─── Excerpt to read ───

Physicists have turned a radioactive molecule into a miniature particle collider, no bigger than a tabletop. The trick lets them peek inside an atom’s nucleus without building a kilometers-long accelerator, opening a door to one of cosmology’s most stubborn puzzles: why the universe contains so much more matter than antimatter.
The research team at MIT paired radium atoms with fluoride to create radium monofluoride molecules, then used lasers to track the energies of electrons zipping around inside. What they found was unexpected. The electrons carried a subtle energy signature, a shift of just one millionth the energy of the laser photon used to measure them. That tiny difference told a revealing story: the electrons had briefly slipped inside the radium nucleus itself, interacted with the protons and neutrons packed there, then emerged with evidence of what they had encountered.
“When you put this radioactive atom inside of a molecule, the internal electric field that its electrons experience is orders of magnitude larger compared to the fields we can produce and apply in a lab,” explains Silviu-Marian Udrescu, a study co-author. “In a way, the molecule acts like a giant particle collider and gives us a better chance to probe the radium’s nucleus.”
A Pear-Shaped Clue to Cosmic Imbalance
Radium nuclei are unusual. Unlike most atomic nuclei, which form tidy spheres, radium’s nucleus bulges asymmetrically, like a pear. This lopsided shape may amplify subtle violations of fundamental symmetries, the kind that could explain why antimatter has all but vanished from the observable universe. According to the Standard Model, matter and antimatter should have appeared in nearly equal amounts after the Big Bang. Yet here we are, in a universe made almost entirely of matter, with antimatter appearing only in fleeting traces.
The research team used molecules as natural amplifiers. By trapping radium atoms inside radium monofluoride, they squeezed the atom’s electrons into tighter orbits, increasing the odds that electrons would penetrate the nucleus during their high-speed travels. The molecules were cooled and sent through vacuum chambers, where lasers measured the electron energies with extreme precision.
The results, published today in Science, show that the electron energies did not quite match predictions based on interactions outside the nucleus alone. The discrepancy pointed to something happening inside, a brief moment when electrons sampled the nuclear interior and carried information back out.
“There are many experiments measuring interactions between nuclei and electrons outside the nucleus, and we know what those interactions look like. When we went to measure these electron energies very precisely, it didn’t quite add up to what we expected assuming they interacted only outside of the nucleus. That told us the difference must be due to electron interactions inside the nucleus.”

───

### Exercise tasks
• 1. Name each kind of subatomic particle mentioned in the article on the radium molecule experiment.
• 2. Reproduce the article on the radium molecule experiment from "Physicists have turned" to "matter than antimatter.".
• 3. Write what comes next in the article on the radium molecule experiment, picking up after its final sentence.

─── Recorded information ───

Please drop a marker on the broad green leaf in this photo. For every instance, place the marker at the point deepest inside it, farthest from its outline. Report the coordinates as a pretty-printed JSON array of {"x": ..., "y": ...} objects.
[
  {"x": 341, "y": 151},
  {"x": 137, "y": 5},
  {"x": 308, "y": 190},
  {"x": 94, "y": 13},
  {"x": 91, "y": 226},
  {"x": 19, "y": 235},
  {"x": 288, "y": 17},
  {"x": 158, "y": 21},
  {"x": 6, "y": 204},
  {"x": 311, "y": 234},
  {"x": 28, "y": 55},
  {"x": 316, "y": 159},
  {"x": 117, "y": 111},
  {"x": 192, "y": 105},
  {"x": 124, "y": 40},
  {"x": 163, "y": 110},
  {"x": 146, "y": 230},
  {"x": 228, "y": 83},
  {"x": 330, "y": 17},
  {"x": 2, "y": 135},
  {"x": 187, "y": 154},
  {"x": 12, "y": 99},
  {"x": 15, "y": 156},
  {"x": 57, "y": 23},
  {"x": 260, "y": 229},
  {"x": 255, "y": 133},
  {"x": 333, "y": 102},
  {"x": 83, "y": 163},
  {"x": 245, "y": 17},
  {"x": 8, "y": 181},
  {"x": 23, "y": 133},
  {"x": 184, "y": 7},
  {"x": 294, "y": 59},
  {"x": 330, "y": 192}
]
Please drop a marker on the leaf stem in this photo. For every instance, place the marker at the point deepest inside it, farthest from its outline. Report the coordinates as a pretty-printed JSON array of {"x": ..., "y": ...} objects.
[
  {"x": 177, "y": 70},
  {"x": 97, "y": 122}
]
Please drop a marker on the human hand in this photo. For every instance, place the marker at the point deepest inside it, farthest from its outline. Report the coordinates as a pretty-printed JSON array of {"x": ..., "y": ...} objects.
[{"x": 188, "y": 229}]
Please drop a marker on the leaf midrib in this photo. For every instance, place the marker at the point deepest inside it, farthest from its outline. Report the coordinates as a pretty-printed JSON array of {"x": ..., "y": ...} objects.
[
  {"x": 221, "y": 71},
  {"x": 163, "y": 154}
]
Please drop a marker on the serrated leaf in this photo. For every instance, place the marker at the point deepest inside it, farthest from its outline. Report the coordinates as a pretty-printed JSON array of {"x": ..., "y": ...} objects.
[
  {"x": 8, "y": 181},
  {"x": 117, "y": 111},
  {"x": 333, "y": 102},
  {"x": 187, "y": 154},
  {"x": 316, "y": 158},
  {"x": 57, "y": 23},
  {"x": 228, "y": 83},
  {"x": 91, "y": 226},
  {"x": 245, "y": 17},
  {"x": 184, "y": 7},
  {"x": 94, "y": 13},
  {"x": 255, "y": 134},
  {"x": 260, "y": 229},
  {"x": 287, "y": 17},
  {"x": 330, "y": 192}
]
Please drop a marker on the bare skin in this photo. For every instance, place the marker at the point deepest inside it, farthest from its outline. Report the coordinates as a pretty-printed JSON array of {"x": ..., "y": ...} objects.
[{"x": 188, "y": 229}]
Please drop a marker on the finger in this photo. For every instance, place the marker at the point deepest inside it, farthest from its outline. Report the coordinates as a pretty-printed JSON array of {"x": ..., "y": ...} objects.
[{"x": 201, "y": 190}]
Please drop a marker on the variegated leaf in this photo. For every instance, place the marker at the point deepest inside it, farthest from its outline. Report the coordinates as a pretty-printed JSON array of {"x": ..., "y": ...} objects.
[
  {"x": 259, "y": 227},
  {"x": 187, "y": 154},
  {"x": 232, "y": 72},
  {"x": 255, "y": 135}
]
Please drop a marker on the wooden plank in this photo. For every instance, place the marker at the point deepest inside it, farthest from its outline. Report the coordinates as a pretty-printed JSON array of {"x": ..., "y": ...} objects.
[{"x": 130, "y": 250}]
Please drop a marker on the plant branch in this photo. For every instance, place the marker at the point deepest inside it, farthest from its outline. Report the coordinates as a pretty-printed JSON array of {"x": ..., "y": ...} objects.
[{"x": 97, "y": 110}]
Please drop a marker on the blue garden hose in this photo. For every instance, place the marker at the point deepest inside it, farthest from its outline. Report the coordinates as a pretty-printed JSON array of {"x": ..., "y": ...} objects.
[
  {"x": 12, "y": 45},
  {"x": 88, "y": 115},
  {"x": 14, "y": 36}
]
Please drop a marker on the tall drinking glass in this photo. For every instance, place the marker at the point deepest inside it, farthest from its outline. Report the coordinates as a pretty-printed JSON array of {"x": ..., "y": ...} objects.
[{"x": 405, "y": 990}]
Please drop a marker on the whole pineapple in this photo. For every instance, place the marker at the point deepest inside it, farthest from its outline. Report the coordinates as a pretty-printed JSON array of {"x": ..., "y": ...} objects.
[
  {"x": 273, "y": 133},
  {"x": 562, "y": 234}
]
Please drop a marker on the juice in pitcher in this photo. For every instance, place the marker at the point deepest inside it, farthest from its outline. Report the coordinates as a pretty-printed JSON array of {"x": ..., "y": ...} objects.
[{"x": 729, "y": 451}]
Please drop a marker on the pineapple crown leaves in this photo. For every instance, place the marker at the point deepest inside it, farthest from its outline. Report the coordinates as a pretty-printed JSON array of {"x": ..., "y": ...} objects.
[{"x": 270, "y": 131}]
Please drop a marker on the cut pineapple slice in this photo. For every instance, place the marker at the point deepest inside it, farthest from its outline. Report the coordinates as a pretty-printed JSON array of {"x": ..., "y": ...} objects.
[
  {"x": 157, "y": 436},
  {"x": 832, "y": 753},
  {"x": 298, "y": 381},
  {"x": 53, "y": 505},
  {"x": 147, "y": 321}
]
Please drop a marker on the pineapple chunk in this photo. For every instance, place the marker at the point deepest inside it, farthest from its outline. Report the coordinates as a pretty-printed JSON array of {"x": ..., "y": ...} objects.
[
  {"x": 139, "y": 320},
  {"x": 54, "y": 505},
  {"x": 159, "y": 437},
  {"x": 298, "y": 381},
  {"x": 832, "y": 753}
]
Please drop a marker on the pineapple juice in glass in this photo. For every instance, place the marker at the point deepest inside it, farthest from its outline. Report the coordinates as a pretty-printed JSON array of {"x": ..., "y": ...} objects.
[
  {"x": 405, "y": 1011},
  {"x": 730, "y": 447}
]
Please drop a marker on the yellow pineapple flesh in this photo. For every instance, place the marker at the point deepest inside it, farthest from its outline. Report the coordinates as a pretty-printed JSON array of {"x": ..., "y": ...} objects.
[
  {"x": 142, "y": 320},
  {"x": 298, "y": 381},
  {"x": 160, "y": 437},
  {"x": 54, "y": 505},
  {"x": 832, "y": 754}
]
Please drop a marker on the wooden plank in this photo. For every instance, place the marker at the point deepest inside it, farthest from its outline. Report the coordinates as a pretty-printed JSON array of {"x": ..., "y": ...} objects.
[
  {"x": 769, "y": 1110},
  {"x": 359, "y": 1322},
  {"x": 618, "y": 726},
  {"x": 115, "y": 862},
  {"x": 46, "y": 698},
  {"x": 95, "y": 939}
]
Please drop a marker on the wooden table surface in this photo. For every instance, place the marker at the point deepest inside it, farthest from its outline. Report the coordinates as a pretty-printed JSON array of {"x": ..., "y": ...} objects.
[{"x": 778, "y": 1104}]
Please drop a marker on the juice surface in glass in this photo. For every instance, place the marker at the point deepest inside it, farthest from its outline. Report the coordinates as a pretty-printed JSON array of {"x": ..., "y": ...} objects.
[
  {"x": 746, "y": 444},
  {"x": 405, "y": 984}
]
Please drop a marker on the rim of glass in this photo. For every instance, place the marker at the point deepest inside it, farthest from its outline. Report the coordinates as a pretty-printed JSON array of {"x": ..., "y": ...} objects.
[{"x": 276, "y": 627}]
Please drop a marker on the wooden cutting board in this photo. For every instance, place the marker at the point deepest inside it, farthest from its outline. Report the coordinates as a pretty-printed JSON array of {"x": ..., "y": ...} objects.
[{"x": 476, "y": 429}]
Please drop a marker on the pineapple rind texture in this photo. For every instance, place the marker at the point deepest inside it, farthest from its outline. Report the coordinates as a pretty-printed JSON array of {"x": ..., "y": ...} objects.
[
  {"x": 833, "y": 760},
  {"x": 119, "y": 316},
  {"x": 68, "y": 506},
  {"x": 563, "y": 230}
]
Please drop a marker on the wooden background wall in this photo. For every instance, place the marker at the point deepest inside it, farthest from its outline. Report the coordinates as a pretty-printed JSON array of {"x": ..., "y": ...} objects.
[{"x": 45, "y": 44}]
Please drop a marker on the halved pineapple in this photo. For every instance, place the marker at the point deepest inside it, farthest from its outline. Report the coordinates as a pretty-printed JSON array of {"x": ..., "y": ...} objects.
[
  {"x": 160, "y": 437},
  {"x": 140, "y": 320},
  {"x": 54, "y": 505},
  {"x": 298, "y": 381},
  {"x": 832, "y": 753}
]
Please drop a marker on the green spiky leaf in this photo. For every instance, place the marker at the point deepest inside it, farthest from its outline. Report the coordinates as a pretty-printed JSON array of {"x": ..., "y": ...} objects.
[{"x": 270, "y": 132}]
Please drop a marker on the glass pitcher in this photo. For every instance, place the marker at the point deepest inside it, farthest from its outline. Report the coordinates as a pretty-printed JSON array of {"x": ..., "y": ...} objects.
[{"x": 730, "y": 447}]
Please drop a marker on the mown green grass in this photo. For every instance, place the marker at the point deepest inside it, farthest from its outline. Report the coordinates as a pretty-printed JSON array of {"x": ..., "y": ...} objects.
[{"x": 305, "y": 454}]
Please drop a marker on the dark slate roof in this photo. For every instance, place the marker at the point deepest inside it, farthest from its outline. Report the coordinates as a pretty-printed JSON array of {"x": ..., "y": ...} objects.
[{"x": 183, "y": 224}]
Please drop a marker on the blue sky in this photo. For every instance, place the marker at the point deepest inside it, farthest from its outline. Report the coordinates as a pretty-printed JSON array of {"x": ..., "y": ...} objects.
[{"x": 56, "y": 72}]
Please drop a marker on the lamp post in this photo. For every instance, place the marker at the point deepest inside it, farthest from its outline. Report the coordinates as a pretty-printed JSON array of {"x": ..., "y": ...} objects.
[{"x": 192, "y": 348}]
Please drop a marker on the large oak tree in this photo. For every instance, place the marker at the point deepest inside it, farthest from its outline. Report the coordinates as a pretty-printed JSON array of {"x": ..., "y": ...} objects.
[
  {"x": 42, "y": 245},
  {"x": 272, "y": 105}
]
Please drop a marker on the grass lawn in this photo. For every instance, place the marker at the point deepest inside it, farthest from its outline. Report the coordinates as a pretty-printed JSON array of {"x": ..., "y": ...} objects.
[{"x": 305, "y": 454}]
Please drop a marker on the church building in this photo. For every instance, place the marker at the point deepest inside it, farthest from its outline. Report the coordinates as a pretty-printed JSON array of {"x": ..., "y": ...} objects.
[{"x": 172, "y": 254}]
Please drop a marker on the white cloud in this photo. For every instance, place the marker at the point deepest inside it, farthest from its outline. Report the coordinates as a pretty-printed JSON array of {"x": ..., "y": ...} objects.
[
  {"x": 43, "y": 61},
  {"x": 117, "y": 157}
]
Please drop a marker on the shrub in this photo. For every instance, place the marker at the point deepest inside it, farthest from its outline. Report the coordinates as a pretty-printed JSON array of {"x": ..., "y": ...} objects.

───

### Results of the tasks
• 1. Electrons, protons, neutrons, photons

• 2.
Physicists have turned a radioactive molecule into a miniature particle collider, no bigger than a tabletop. The trick lets them peek inside an atom’s nucleus without building a kilometers-long accelerator, opening a door to one of cosmology’s most stubborn puzzles: why the universe contains so much more matter than antimatter.

• 3.
Sampling a Battery from the Inside
Ronald Fernando Garcia Ruiz, who led the study, compares the achievement to measuring the electric field inside a battery rather than around it. Traditional methods for probing nuclei rely on massive facilities that accelerate electron beams to collision speeds. This molecule-based approach offers something different: a way to investigate nuclear structure without the infrastructure.
Radium’s radioactivity adds layers of difficulty. The atoms decay quickly, and radium monofluoride molecules can only be produced in tiny quantities. The team needed exceptionally sensitive techniques just to detect the molecules, let alone measure their electron energies with the precision required.
What they measured was the nuclear magnetic distribution, a property that reflects how protons and neutrons arrange themselves inside the nucleus. Each proton and neutron behaves like a small magnet, and their alignments depend on the nucleus’s internal structure. Mapping this distribution in radium could reveal whether the nucleus violates fundamental symmetries in ways that the Standard Model does not predict.
The next step involves cooling the molecules further and controlling the orientations of the pear-shaped nuclei. With that level of control, the team could map the nuclear contents in detail and search for symmetry violations that might explain the matter-antimatter imbalance.
“Radium-containing molecules are predicted to be exceptionally sensitive systems in which to search for violations of the fundamental symmetries of nature. We now have a way to carry out that search.”
The work was performed at CERN’s Collinear Resonance Ionization Spectroscopy Experiment in Switzerland, with support from the U.S. Department of Energy. Shane Wilkins, the study’s lead author and a former MIT postdoc, notes that the technique’s sensitivity makes it possible to study atoms that are both rare and short-lived. The method could extend to other heavy, radioactive nuclei, offering new routes into subatomic physics without the need for billion-dollar accelerators.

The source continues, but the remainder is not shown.